What the exercise asks: Each record beneath this line should be returned exactly as it is.

[Natural language region descriptions]
::::::

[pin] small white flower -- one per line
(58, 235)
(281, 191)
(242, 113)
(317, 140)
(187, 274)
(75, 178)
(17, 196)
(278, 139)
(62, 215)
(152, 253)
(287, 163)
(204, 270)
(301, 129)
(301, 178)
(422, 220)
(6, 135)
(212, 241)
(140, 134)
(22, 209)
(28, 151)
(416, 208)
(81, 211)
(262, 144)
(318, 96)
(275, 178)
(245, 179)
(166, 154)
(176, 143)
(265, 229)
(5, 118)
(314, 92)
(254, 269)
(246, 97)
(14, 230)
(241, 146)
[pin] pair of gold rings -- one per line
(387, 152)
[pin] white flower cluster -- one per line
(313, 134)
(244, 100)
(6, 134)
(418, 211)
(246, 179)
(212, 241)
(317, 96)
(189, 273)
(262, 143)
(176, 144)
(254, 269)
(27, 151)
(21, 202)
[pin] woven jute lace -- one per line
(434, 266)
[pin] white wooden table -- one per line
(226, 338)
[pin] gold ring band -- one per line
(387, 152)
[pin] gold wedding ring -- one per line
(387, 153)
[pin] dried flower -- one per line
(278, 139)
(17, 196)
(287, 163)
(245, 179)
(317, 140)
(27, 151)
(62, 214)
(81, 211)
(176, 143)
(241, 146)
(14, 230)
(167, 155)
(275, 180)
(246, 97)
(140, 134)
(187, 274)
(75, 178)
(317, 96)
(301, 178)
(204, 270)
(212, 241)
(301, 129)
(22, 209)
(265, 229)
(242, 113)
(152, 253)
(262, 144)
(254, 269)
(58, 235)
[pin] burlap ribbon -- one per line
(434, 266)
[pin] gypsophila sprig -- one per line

::::::

Result of the exercise:
[pin] small white flower -- one per line
(58, 235)
(281, 191)
(242, 113)
(317, 140)
(187, 274)
(75, 178)
(17, 196)
(278, 139)
(62, 215)
(152, 253)
(287, 163)
(204, 270)
(301, 129)
(301, 178)
(422, 220)
(6, 135)
(212, 241)
(140, 134)
(22, 209)
(28, 151)
(416, 208)
(81, 211)
(262, 144)
(318, 96)
(275, 178)
(245, 179)
(166, 154)
(176, 143)
(265, 229)
(5, 118)
(314, 92)
(254, 269)
(246, 97)
(14, 230)
(241, 146)
[pin] pair of gold rings -- one per line
(387, 152)
[pin] white flower cluster -- one per line
(313, 134)
(244, 100)
(6, 134)
(418, 211)
(246, 179)
(212, 241)
(317, 96)
(189, 273)
(262, 143)
(176, 144)
(254, 269)
(27, 151)
(21, 202)
[pin] woven jute lace -- one per line
(434, 266)
[pin] white wooden table -- one per line
(226, 338)
[pin] gold ring band -- one per line
(387, 152)
[pin] gold wedding ring -- one per line
(387, 153)
[pin] dried flower -- one per line
(278, 139)
(17, 196)
(287, 163)
(245, 179)
(317, 140)
(27, 151)
(62, 214)
(81, 211)
(176, 143)
(241, 146)
(14, 230)
(167, 155)
(275, 180)
(246, 97)
(140, 134)
(187, 274)
(75, 178)
(317, 96)
(301, 178)
(204, 270)
(212, 241)
(301, 129)
(22, 209)
(265, 229)
(242, 113)
(152, 253)
(262, 144)
(254, 269)
(58, 235)
[pin] burlap ribbon -- one per line
(434, 266)
[pin] gypsophila sprig -- one per line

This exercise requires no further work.